[Start of Records for this exercise]

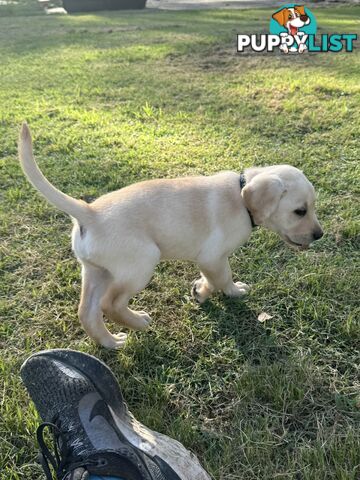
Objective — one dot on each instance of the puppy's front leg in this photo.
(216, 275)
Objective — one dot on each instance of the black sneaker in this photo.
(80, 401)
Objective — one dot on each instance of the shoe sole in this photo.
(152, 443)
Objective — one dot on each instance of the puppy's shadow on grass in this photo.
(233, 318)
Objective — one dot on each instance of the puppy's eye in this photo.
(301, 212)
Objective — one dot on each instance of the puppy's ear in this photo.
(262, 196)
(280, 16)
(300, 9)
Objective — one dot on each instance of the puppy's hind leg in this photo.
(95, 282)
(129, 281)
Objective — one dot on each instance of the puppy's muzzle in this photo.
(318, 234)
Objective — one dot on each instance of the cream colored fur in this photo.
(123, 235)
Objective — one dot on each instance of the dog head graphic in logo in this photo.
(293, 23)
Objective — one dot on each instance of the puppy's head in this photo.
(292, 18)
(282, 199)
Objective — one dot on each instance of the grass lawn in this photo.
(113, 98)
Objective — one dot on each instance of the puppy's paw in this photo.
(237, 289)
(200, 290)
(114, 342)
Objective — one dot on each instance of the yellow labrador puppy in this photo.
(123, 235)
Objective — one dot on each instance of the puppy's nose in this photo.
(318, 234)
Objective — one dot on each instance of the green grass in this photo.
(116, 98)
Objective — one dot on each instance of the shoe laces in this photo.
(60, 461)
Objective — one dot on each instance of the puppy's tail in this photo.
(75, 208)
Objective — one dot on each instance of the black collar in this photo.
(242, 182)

[End of Records for this exercise]
[Start of Records for this exercise]

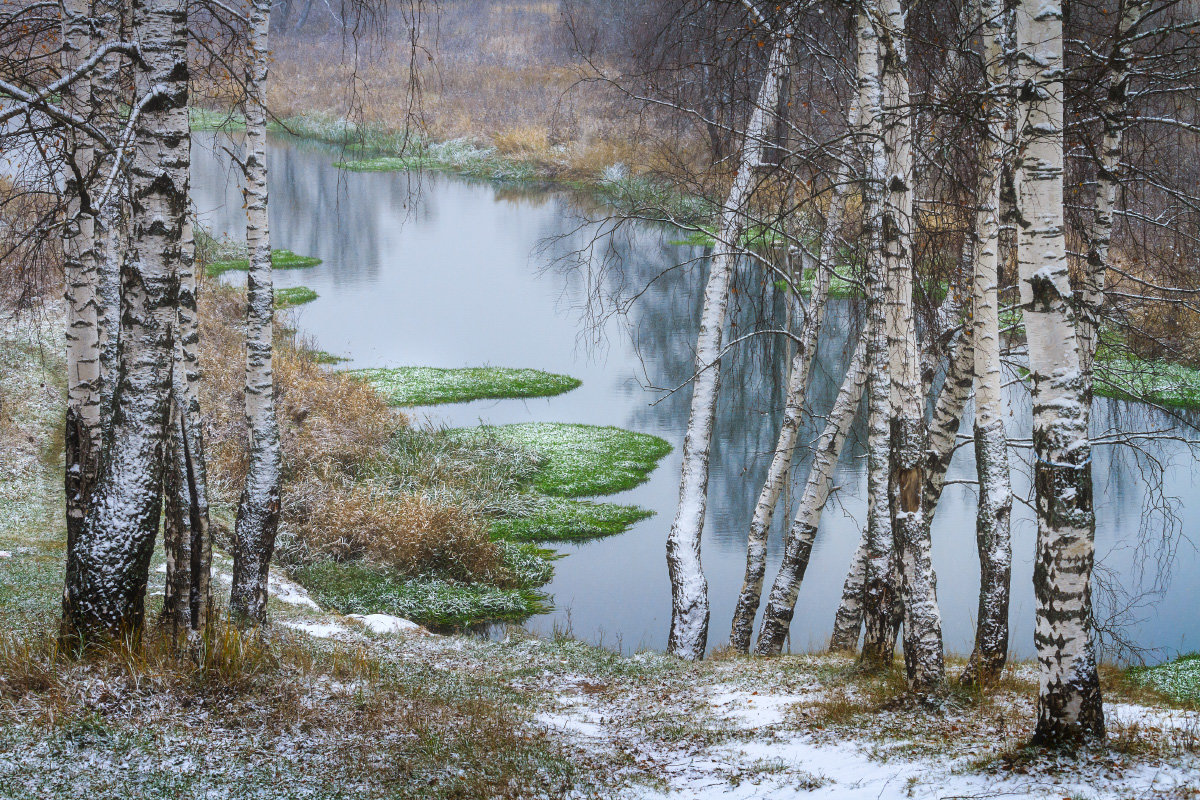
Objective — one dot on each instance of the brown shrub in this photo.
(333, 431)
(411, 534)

[End of Records for this exercise]

**Requirements**.
Locate every line in the data above that contains the word "puppy", and copy each of those lines out.

**Task result**.
Objective — one dot on each instance of the puppy's front leg in this photo.
Objective — one dot on each instance of the puppy's shadow on grass in this photo.
Objective — one dot on each instance of the puppy's eye in this photo.
Objective — one dot on each instance of the puppy's ear in this photo.
Objective — one dot on each instance of the puppy's hind leg in this photo.
Objective — one dot on each instance of the puppy's muzzle in this photo.
Objective — one dot on each instance of the puppy's head in this photo.
Objective — one dot on each instance of the puppy's paw in this photo.
Objective — one dot on each instance of the yellow labrador puppy in this photo.
Objective — one dot on each instance of the puppy's nose in this photo.
Objective — one dot on each instance of the puppy's tail in this photo.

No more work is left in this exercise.